— START MATERIAL FOR THIS TASK —
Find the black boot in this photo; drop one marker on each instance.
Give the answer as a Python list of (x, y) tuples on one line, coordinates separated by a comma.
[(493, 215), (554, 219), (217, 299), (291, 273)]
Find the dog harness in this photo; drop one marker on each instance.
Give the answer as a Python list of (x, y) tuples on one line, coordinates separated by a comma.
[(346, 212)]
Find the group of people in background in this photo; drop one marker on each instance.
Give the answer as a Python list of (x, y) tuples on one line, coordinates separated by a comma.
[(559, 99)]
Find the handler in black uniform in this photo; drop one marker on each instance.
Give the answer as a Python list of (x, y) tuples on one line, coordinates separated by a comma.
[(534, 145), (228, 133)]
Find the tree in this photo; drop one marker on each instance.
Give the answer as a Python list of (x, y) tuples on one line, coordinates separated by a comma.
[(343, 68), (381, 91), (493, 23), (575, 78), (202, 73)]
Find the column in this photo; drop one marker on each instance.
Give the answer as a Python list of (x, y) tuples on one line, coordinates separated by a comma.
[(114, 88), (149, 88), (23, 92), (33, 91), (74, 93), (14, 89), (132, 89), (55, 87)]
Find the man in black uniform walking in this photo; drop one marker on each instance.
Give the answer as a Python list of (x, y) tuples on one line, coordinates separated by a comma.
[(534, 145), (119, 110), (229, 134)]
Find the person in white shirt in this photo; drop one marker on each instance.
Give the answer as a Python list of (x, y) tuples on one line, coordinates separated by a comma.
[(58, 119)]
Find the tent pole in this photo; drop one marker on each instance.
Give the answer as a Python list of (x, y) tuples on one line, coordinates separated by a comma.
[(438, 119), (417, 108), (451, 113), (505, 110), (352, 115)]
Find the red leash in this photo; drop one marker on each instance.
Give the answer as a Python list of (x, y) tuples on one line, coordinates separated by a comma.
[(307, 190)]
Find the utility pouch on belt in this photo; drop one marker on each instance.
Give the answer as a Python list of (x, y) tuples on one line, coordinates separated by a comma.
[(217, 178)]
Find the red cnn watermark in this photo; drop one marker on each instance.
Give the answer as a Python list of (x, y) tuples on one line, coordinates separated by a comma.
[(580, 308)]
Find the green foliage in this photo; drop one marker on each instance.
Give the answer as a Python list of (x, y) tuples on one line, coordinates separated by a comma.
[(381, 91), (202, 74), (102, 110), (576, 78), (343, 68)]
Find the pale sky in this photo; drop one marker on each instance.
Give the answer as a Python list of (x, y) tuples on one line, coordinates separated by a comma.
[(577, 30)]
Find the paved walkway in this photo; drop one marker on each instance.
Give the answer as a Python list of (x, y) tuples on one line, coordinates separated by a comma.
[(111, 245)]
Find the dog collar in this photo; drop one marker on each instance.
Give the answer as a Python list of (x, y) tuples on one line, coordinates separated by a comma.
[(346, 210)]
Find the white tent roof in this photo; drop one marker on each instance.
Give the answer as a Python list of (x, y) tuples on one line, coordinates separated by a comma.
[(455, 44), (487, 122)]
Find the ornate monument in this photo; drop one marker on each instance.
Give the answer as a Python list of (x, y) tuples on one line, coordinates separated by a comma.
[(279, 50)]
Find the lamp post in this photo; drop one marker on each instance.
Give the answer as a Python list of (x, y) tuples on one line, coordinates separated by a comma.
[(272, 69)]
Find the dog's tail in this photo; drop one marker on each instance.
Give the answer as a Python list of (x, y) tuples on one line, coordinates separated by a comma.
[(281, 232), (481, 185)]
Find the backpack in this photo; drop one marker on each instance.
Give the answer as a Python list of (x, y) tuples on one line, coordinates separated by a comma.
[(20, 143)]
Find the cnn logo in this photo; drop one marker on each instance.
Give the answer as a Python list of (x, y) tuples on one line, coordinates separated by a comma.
— END MATERIAL FOR THIS TASK —
[DIRECTIONS FOR THIS TASK]: Copy all of the lines above without any change, keeping their order and wording intact.

[EXERCISE ANSWER]:
Find the black boot in this photo; drop one marker on each instance.
Give the answer as a Python list of (x, y) tuples on one line, coordinates separated by a comma.
[(493, 215), (554, 219), (217, 299), (291, 273)]
Find the dog harness in this photo; drop one marker on each instance.
Give the answer as a Python list of (x, y) tuples on one line, coordinates separated by a comma.
[(346, 212)]
Find the group of people in background in this photo; drop one marker on each instance.
Give the answer as a Python list of (x, y) tuples on one line, coordinates separated by a comma.
[(559, 99)]
Find the handler in black uniform in this photo; drop one marker on each instance.
Give the answer as a Python list of (x, y) tuples on one line, coordinates separated by a comma.
[(534, 145), (228, 133)]
Find the tree in this photo; drop one marker on each instance.
Give the answer as a Python list of (x, y) tuples on one line, coordinates separated by a comma.
[(343, 68), (381, 91), (493, 23), (575, 78), (202, 73)]
Find the column in this photo; drop one marker on each instance.
Give the answer as a Python list of (x, y) tuples on one line, coordinates separated by a comma.
[(114, 88), (149, 88), (23, 92), (33, 91), (74, 93), (14, 89), (132, 89), (55, 87)]
Find the man in black uniform walking in this photo; drop one marker on each instance.
Give the answer as a Python list of (x, y) tuples on one line, coordinates separated by a comma.
[(534, 145), (119, 110), (229, 134)]
Find the person in white shirt in this photo; drop one marker on each instance.
Give the answer as a Python list of (x, y) tuples on one line, coordinates separated by a comma.
[(58, 119)]
Find the tent pole in this photo; drop one marker on each instance.
Give the answer as a Python list of (x, y) tuples on one line, coordinates separated by a comma.
[(438, 119), (417, 108), (451, 113), (505, 110), (352, 115)]
Find the red leash in this photo; drop one marker on each instance.
Give the answer as a Python list of (x, y) tuples on one line, coordinates separated by a comma.
[(307, 190)]
Find the utility pouch on belt in this photo; drop one marker on each instance.
Give the answer as a Python list of (x, y) tuples on one line, coordinates separated by a comma.
[(217, 178)]
Find the red cnn watermark in this photo; drop one marker on each instance.
Give the answer as a Python list of (x, y) tuples on one line, coordinates separated by a comma.
[(580, 308)]
Find the green foliage in this photo; drop one marker on each instance.
Give the answer as a Python list of (x, y) tuples on one line, coordinates separated by a comma.
[(381, 91), (202, 74), (102, 110), (576, 78), (343, 68)]
Find the pale sky in this photo; drop one marker on each instance.
Give the answer as a Python list of (x, y) tuples on one line, coordinates separated by a comma.
[(577, 30)]
Find the paved walkway in this photo; drop one marker on each instance.
Give the answer as a Python list of (x, y) tuples on one line, coordinates separated by a comma.
[(111, 245)]
Find the dog collar in this photo; drop one marker on each instance.
Give the answer as a Python list of (x, y) tuples on one line, coordinates separated by a comma.
[(346, 210)]
Find the white tent roof in this photo; drop one marker on each instance.
Give the answer as a Python list of (x, y) tuples on one line, coordinates separated by a comma.
[(455, 44), (487, 122)]
Find the ornate monument in this photo; drop one marker on each instance.
Give the answer as a Python list of (x, y) tuples on one line, coordinates separated by a comma.
[(279, 50)]
Find the lamp post in this photo; drop one marker on each instance.
Give the answer as a Python list of (x, y) tuples on one line, coordinates separated by a comma.
[(272, 69)]
Find the dog's tail in this photo; drop one marker on each instance.
Give the answer as a Python list of (x, y) tuples on one line, coordinates separated by a comma.
[(281, 232), (481, 185)]
Find the backpack in this photo; drop one marker on each instance.
Give the answer as a Python list of (x, y) tuples on one line, coordinates separated by a comma.
[(20, 143)]
Find the cnn logo in this photo; drop one marker on each instance.
Give the answer as a Python list of (x, y) tuples on one line, coordinates separated by a comma.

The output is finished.